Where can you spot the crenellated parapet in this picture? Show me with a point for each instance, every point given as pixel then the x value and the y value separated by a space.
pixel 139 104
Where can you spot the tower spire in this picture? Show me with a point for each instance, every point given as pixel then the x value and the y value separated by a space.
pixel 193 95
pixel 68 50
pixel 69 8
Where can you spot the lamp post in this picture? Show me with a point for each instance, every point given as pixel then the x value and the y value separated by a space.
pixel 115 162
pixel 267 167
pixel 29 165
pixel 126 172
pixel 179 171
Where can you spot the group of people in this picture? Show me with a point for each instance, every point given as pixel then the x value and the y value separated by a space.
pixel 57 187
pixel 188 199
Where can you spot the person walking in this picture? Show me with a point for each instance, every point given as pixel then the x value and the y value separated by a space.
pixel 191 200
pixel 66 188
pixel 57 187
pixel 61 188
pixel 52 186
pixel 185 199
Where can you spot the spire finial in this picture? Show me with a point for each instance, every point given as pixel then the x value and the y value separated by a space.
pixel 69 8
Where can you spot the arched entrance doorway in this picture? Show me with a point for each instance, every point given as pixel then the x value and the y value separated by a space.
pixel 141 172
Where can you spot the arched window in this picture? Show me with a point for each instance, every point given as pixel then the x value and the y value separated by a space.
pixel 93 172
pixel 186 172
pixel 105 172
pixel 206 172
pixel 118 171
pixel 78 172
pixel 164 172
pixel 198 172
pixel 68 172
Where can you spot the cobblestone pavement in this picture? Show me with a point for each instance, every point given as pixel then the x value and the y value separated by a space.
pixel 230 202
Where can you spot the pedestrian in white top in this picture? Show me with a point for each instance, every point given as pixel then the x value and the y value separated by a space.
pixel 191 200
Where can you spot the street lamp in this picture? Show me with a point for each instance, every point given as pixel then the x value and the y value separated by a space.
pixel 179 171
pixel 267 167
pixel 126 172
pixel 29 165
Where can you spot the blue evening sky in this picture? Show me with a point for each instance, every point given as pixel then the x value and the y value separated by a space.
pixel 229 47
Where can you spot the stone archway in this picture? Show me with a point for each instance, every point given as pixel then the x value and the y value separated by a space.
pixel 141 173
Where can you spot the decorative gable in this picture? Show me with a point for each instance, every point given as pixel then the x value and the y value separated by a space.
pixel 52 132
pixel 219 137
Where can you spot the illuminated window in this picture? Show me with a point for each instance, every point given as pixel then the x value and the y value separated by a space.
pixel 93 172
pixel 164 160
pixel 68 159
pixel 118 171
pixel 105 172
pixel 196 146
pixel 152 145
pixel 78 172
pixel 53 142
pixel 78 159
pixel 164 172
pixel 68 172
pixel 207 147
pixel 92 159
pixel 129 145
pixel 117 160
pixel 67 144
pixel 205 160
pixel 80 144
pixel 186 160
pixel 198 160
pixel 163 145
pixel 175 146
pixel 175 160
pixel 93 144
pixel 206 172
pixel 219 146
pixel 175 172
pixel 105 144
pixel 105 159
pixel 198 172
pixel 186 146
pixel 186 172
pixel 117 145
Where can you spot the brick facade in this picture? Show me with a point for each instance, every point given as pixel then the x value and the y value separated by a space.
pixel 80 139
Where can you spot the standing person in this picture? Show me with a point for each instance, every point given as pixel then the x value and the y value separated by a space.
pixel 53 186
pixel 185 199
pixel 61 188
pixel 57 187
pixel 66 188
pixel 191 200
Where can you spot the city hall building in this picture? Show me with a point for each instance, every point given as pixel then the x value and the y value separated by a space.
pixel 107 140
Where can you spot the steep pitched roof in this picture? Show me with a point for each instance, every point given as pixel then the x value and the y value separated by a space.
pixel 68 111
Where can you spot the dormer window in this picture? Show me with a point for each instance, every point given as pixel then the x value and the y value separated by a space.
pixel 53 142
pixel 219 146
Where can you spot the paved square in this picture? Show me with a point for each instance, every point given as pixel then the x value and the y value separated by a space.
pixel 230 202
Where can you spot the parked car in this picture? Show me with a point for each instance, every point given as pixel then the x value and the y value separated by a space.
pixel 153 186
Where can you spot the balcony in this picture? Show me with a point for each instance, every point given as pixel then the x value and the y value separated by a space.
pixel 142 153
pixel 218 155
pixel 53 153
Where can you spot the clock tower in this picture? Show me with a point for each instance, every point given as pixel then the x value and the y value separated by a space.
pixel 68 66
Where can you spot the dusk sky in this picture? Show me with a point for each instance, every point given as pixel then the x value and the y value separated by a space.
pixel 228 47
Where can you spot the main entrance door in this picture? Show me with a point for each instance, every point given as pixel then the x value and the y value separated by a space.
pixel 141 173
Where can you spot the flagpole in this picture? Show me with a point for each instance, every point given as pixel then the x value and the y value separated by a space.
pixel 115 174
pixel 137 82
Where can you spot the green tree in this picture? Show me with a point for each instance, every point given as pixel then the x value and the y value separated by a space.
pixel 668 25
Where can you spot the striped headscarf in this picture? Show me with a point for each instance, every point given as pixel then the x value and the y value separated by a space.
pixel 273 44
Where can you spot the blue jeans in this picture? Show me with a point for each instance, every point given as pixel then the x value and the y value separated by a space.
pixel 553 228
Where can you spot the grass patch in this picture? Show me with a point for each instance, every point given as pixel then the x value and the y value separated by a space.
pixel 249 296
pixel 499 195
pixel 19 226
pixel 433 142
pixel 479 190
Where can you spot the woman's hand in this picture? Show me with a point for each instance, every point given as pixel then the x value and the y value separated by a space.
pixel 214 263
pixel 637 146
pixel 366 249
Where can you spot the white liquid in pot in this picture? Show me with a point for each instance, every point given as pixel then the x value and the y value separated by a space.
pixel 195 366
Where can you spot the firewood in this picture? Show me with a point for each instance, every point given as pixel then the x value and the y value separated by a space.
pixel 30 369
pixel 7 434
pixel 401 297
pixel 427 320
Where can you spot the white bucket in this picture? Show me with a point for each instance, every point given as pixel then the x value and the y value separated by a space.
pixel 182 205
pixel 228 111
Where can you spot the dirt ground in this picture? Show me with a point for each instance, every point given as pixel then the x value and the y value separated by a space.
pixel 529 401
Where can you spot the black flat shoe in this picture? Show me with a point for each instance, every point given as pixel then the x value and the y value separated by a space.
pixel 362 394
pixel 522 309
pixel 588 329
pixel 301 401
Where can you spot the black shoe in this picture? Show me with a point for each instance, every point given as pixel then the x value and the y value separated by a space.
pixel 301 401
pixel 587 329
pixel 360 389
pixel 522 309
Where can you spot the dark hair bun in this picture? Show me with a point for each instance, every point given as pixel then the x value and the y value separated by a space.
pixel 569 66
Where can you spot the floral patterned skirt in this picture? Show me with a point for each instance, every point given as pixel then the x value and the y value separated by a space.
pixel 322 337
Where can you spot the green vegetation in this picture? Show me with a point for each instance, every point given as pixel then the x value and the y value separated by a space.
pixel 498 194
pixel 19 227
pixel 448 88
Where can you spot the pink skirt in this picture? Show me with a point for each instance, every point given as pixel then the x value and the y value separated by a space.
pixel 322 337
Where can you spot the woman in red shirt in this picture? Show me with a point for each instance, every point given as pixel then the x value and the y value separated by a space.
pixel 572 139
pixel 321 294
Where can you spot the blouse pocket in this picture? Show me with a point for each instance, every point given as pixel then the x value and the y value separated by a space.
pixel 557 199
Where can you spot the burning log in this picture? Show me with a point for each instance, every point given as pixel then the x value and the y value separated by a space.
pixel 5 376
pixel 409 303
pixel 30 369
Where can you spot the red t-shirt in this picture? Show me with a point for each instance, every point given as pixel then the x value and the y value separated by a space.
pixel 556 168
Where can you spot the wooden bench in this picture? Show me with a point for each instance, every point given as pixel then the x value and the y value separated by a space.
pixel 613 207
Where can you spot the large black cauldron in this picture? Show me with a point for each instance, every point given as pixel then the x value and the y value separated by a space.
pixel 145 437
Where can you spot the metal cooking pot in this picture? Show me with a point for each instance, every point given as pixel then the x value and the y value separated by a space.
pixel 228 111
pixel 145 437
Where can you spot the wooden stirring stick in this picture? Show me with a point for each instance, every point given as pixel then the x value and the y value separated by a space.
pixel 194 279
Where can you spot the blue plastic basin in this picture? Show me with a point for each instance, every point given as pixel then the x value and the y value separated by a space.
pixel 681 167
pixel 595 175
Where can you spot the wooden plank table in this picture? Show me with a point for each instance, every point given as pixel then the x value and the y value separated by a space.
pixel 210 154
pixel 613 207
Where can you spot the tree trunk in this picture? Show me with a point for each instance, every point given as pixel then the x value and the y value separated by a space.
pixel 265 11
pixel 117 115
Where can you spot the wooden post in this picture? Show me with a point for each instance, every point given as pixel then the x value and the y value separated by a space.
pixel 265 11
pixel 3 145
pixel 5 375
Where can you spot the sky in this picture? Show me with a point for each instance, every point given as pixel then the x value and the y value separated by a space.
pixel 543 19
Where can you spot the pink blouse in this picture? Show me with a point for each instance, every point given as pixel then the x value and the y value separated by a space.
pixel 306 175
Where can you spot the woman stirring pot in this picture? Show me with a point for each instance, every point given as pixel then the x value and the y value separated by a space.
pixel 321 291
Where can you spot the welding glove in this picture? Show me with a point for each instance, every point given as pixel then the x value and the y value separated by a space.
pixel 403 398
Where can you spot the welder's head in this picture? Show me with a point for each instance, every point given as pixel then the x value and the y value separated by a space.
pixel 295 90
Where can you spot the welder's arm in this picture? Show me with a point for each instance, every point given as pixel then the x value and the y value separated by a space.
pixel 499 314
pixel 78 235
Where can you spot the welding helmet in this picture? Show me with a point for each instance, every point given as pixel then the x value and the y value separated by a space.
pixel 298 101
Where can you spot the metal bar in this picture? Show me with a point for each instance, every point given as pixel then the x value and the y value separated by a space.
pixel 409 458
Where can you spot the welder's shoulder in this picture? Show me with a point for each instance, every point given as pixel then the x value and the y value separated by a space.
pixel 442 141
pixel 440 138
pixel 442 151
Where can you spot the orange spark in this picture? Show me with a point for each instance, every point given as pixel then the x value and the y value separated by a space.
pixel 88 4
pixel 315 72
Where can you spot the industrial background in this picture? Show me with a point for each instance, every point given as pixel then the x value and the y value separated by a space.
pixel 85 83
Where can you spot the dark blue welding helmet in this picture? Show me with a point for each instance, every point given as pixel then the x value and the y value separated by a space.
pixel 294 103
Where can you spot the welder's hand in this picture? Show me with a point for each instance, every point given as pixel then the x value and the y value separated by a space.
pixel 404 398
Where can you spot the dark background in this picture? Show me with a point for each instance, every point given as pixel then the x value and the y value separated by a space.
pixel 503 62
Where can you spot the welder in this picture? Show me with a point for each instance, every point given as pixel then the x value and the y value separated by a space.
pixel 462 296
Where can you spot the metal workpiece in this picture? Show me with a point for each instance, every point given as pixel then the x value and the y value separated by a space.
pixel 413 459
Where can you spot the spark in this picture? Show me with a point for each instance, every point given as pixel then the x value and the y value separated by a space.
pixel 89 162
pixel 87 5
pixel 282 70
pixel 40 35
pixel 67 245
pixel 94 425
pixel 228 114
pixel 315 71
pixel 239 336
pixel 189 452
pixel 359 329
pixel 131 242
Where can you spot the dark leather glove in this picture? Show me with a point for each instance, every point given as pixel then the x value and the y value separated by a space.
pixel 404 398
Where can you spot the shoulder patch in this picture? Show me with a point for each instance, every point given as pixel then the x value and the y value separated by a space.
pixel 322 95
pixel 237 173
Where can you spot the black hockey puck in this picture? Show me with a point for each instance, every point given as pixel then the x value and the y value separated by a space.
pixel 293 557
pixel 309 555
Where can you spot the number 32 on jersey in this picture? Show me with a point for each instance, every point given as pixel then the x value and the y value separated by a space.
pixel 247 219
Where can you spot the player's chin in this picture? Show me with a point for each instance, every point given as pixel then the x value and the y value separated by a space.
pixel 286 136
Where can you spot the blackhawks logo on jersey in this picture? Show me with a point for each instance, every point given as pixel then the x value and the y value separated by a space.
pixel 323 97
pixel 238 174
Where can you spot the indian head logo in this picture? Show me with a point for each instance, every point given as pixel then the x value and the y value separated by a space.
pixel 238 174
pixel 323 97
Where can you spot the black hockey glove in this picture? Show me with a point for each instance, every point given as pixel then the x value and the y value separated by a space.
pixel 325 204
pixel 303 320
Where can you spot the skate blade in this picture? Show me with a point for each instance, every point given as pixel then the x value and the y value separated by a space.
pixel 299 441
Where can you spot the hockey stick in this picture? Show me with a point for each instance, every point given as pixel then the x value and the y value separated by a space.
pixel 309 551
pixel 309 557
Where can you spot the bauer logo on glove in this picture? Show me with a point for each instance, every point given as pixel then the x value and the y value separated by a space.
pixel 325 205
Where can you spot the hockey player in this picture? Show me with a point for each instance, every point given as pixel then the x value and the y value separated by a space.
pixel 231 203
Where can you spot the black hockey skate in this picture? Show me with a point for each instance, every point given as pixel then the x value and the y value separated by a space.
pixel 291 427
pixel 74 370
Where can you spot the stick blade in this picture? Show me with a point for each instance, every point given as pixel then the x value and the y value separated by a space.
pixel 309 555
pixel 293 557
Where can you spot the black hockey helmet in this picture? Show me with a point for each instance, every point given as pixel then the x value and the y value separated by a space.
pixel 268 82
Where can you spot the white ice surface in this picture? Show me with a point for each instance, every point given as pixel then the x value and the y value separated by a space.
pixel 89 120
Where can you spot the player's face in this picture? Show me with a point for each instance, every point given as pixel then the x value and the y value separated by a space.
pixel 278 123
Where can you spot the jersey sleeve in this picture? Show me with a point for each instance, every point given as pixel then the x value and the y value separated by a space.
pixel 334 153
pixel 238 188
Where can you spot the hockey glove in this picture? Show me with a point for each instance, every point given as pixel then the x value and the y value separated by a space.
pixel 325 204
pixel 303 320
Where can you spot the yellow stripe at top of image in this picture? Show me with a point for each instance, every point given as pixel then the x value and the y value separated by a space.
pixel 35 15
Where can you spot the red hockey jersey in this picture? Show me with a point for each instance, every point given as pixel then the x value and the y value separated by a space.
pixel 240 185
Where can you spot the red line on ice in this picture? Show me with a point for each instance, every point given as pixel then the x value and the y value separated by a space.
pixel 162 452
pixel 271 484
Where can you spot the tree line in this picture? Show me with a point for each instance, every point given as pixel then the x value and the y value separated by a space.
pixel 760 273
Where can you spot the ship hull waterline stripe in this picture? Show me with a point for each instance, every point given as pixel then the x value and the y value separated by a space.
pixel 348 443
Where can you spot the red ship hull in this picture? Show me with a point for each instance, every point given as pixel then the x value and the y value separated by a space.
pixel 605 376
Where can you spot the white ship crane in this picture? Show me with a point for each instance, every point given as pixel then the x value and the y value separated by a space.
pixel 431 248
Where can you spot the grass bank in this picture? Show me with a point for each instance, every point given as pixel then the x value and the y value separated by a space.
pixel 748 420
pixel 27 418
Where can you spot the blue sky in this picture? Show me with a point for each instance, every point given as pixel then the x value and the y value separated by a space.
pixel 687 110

_ _ _ _ _

[THE PROBLEM]
Reproduce verbatim the stretch of lines beginning with the one containing "Where can you spot the blue sky" and ending at the close of the entries above.

[ANSWER AREA]
Where can you spot the blue sky in this picture? Show me with a point for each instance, every point given as pixel then the x value and the y value separated by a space.
pixel 687 110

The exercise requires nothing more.